CONSIGNE A. Selon l'extrait d'entretien, quel âge avait la personne interrogée au début de la crise liée au Covid ?
CONSIGNE B. Citez le passage de l'extrait d'entretien compris entre « Avoir 50 ans ne » et « quand j’étais jeune. », ces deux passages inclus.
CONSIGNE C. Poursuivez l'extrait d'entretien en rédigeant la suite de son dernier passage.

EXTRAIT DU DOCUMENT.
%%
Derrière Catherine Deneuve, aux obsèques de Jane Birkin. Avec, à ses côtés, Benjamin Biolay. À Paris, en juillet 2023.
Derrière Catherine Deneuve, aux obsèques de Jane Birkin. Avec, à ses côtés, Benjamin Biolay. À Paris, en juillet 2023. Jacovides-KD Niko / Bestimage / © Jacovides-KD Niko / Bestimage

Le cap de la cinquantaine est-il difficile à passer pour une femme ?
Avoir 50 ans ne m’a pas amusée. Les choses ont progressé, grâce notamment à des actrices comme Kate Winslet, mais il existe moins d’opportunités pour les femmes de cet âge-là. Quand la crise liée au Covid a commencé, j’avais 48 ans, et quand elle s’est arrêtée, j’avais 50 ans. Je n’ai donc même pas pu profiter de mes deux années avant 50 ans. à cet âge, on commence à se demander combien d’années il nous reste. Mais j’ai gagné sur certains terrains : je suis plus sereine maintenant que quand j’étais jeune.

“Marcello mio” est présenté en compétition officielle de la ­77e ­édition du Festival de Cannes. Quelles seront vos pensées au moment de monter les marches ?
%%
DONNÉES.
%%
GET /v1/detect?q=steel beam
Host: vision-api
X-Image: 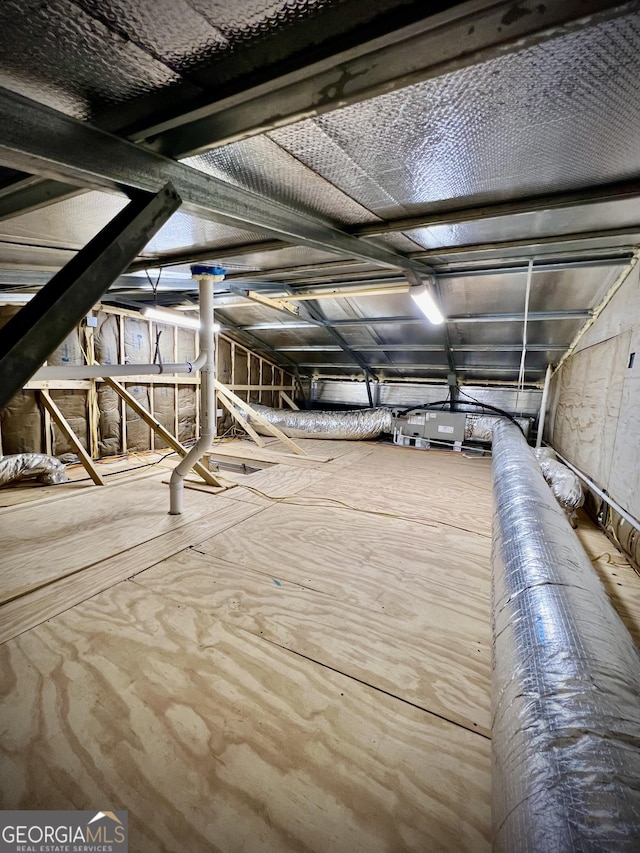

[411,225,640,255]
[0,89,432,275]
[141,0,637,157]
[298,361,547,374]
[273,343,569,353]
[127,238,290,278]
[0,184,180,408]
[238,310,592,332]
[241,285,377,379]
%%
RÉPONSE A. 48 ans.

RÉPONSE B.
Avoir 50 ans ne m’a pas amusée. Les choses ont progressé, grâce notamment à des actrices comme Kate Winslet, mais il existe moins d’opportunités pour les femmes de cet âge-là. Quand la crise liée au Covid a commencé, j’avais 48 ans, et quand elle s’est arrêtée, j’avais 50 ans. Je n’ai donc même pas pu profiter de mes deux années avant 50 ans. à cet âge, on commence à se demander combien d’années il nous reste. Mais j’ai gagné sur certains terrains : je suis plus sereine maintenant que quand j’étais jeune.

RÉPONSE C.
La montée des marches dure peu de temps. On s’y prépare longuement à l’avance. Plus on est vieille et plus la préparation demande du temps. Là, on est un peu dans « Qu’est-il arrivé à Baby Jane ? », de Robert Aldrich, avec Bette Davis et Joan Crawford en fin de ­carrière. Mais durant la montée des marches, on pense surtout à sourire, à ne pas trébucher, à ne pas marcher sur la robe de l’autre.

Est-ce que cela n’a pas été particulièrement difficile de quitter votre rôle de Marcello après le tournage ?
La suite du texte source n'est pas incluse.